◆ DATASET RECORDS ◆
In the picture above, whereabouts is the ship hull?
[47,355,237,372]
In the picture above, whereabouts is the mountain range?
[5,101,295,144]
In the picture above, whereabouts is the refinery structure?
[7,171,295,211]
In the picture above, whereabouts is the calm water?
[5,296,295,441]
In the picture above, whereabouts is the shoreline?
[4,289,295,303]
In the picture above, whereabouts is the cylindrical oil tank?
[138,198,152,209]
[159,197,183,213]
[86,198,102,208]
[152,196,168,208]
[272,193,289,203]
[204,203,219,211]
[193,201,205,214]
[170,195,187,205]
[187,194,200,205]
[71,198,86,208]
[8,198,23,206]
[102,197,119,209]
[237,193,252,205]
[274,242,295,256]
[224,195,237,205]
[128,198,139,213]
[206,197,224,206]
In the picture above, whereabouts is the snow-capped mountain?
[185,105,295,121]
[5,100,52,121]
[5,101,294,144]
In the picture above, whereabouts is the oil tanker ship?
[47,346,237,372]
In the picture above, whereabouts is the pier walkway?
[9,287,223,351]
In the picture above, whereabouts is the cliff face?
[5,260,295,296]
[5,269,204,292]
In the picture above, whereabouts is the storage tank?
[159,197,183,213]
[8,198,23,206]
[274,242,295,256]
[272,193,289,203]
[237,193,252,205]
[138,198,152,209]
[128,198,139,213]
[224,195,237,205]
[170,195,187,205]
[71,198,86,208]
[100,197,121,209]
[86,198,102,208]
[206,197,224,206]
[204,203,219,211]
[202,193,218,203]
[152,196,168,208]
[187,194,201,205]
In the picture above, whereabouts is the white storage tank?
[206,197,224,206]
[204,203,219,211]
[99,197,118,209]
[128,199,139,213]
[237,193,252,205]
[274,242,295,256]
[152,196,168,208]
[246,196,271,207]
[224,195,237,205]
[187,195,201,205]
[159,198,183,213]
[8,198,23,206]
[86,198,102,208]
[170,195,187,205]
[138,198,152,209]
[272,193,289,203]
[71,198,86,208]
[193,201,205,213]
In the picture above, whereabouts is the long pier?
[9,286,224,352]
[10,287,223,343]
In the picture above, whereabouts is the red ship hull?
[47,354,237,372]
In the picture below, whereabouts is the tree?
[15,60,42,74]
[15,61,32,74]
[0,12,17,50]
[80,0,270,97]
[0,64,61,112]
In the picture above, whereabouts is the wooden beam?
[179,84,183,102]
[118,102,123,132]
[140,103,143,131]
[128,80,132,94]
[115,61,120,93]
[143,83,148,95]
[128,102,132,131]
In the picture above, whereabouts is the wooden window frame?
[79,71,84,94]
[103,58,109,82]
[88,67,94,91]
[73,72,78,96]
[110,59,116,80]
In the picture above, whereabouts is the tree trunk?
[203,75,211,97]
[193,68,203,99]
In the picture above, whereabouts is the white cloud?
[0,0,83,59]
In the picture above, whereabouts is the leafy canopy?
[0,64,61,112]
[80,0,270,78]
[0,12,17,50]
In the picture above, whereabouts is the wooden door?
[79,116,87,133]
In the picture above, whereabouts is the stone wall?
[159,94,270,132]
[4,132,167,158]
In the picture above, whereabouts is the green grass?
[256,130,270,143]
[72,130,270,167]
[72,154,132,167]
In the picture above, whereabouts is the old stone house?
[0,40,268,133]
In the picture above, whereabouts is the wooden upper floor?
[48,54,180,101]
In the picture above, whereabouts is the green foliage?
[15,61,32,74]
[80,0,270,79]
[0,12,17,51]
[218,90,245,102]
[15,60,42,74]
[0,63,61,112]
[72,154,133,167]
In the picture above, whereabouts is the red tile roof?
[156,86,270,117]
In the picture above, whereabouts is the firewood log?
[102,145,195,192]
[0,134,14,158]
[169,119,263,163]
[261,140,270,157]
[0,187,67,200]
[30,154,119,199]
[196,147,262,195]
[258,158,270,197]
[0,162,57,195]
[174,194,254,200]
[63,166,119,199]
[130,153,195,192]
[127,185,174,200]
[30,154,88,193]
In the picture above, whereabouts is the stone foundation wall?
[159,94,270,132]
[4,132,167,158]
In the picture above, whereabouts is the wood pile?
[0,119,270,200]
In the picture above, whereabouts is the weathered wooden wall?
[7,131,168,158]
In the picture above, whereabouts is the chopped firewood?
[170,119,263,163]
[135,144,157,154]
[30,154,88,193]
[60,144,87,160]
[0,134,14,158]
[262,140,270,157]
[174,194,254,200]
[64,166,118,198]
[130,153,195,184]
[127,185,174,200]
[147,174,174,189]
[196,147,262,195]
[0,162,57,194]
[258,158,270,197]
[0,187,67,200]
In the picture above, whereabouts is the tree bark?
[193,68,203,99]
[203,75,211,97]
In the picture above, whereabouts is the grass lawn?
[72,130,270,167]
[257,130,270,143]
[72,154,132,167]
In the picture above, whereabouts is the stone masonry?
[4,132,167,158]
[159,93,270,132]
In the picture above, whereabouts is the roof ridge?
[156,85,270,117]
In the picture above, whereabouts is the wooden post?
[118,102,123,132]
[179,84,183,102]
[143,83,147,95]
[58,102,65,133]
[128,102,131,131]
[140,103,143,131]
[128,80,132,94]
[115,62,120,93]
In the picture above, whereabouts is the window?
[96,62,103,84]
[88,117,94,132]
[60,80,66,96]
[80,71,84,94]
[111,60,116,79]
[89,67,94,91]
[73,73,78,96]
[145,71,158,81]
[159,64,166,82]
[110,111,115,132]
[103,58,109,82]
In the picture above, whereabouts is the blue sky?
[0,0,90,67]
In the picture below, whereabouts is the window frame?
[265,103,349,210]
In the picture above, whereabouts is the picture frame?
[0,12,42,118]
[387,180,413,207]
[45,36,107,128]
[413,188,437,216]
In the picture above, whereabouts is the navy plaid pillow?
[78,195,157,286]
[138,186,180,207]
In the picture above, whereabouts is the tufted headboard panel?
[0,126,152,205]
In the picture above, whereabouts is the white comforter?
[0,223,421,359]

◆ TASK PROMPT ◆
Copy out all the records above, replacing every "whereabouts" with "where" and keeping everything else the same.

◆ PROBLEM SOLUTION ◆
In the picture above, where is the ship hull?
[47,355,237,372]
In the picture above, where is the mountain range?
[5,101,295,144]
In the picture above, where is the refinery structure?
[7,171,295,211]
In the picture above, where is the calm water?
[5,296,295,441]
In the picture above, where is the shoreline?
[4,289,295,303]
In the picture above, where is the cylindrical oil tank?
[138,198,152,209]
[159,197,183,213]
[86,198,102,208]
[152,196,168,208]
[272,193,289,203]
[204,203,219,211]
[193,201,205,214]
[170,195,187,205]
[187,194,200,205]
[71,198,86,208]
[8,198,23,206]
[102,197,119,209]
[237,193,252,205]
[274,242,295,256]
[224,195,237,205]
[128,198,139,213]
[206,197,224,206]
In the picture above, where is the snow-capped mountain?
[185,105,295,121]
[5,100,52,121]
[5,101,294,144]
In the picture above, where is the oil tanker ship?
[47,346,237,372]
In the picture above, where is the pier walkway?
[9,287,223,351]
In the picture above, where is the cliff face?
[5,260,295,296]
[5,269,204,292]
In the picture above, where is the storage tank?
[159,197,183,213]
[8,198,23,206]
[274,242,295,256]
[272,193,289,203]
[237,193,252,205]
[138,198,152,209]
[128,198,139,213]
[224,195,237,205]
[170,195,187,205]
[71,198,86,208]
[100,197,121,209]
[86,198,102,208]
[206,197,224,206]
[204,203,219,211]
[202,193,218,203]
[152,196,168,208]
[187,194,201,205]
In the picture above, where is the white storage tank?
[206,197,224,206]
[204,203,219,211]
[99,197,118,209]
[128,199,139,213]
[237,193,252,205]
[274,242,295,256]
[152,196,168,208]
[246,196,271,207]
[224,195,237,205]
[187,195,201,205]
[159,198,183,213]
[8,198,23,206]
[86,198,102,208]
[170,195,187,205]
[138,198,152,209]
[272,193,289,203]
[71,198,86,208]
[193,201,205,213]
In the picture above, where is the long pier?
[9,286,224,352]
[10,287,223,343]
In the picture above, where is the red ship hull?
[47,354,237,372]
In the picture below, where is the tree?
[15,60,42,74]
[15,61,32,74]
[0,12,17,50]
[80,0,270,97]
[0,64,61,112]
In the picture above, where is the wooden beam?
[179,84,183,102]
[118,102,123,132]
[140,103,143,131]
[128,80,132,94]
[115,61,120,93]
[143,83,148,95]
[128,102,132,131]
In the picture above, where is the wooden window frame?
[79,71,84,94]
[103,58,109,82]
[88,67,94,91]
[73,72,78,96]
[110,59,116,80]
In the picture above, where is the tree trunk?
[203,75,211,97]
[193,68,203,99]
In the picture above, where is the white cloud?
[0,0,83,59]
In the picture above, where is the leafy canopy?
[0,64,61,112]
[80,0,270,78]
[0,12,17,50]
In the picture above, where is the wooden door?
[79,116,87,133]
In the picture above, where is the stone wall?
[159,94,270,132]
[4,132,167,158]
In the picture above, where is the green grass?
[256,130,270,143]
[72,130,270,167]
[72,154,132,167]
In the picture above, where is the old stone house?
[0,40,268,133]
In the picture above, where is the wooden upper floor?
[48,54,180,101]
In the picture above, where is the green foliage?
[15,61,32,74]
[80,0,270,79]
[0,12,17,51]
[218,90,245,102]
[15,60,42,74]
[0,63,61,112]
[72,154,133,167]
In the picture above, where is the red tile roof?
[156,86,270,117]
In the picture above, where is the firewood log?
[102,145,195,192]
[0,134,14,158]
[169,119,263,163]
[261,140,270,157]
[0,187,67,200]
[30,154,119,199]
[196,147,262,195]
[258,158,270,197]
[0,162,57,195]
[174,194,254,200]
[63,166,119,199]
[130,153,195,192]
[127,185,174,200]
[30,154,88,193]
In the picture above, where is the stone foundation wall?
[159,94,270,132]
[4,132,167,158]
In the picture above, where is the wood pile?
[0,119,270,200]
In the picture above, where is the weathered wooden wall?
[7,131,168,158]
In the picture above, where is the chopped firewood?
[170,119,263,163]
[135,144,157,154]
[30,154,88,193]
[60,144,87,160]
[0,134,14,158]
[262,140,270,157]
[174,194,254,200]
[64,166,118,198]
[130,153,195,184]
[127,185,174,200]
[147,174,174,189]
[196,147,262,195]
[0,162,57,194]
[258,158,270,197]
[0,187,67,200]
In the picture above, where is the tree bark?
[193,68,203,99]
[203,75,211,97]
In the picture above, where is the grass lawn?
[72,130,270,167]
[257,130,270,143]
[72,154,132,167]
In the picture above, where is the stone masonry?
[4,132,167,158]
[159,93,270,132]
In the picture above, where is the roof ridge?
[156,85,270,117]
In the picture above, where is the wooden post?
[118,102,123,132]
[179,84,183,102]
[143,83,147,95]
[58,102,65,133]
[128,102,131,131]
[140,103,143,131]
[128,80,132,94]
[115,62,120,93]
In the picture above, where is the window?
[96,62,103,84]
[88,117,94,132]
[60,80,66,96]
[80,71,84,94]
[111,60,116,79]
[89,67,94,91]
[73,73,78,96]
[145,71,158,81]
[159,64,166,82]
[110,111,115,132]
[103,58,109,82]
In the picture above, where is the blue sky?
[0,0,90,67]
In the picture below, where is the window frame?
[265,103,349,210]
In the picture above, where is the picture frame?
[0,12,42,118]
[387,180,413,207]
[45,36,107,128]
[413,188,437,216]
In the picture above, where is the navy plaid pillow?
[78,195,157,286]
[138,186,180,207]
In the picture above, where is the tufted headboard panel?
[0,126,152,205]
In the picture above, where is the white comforter?
[0,223,421,359]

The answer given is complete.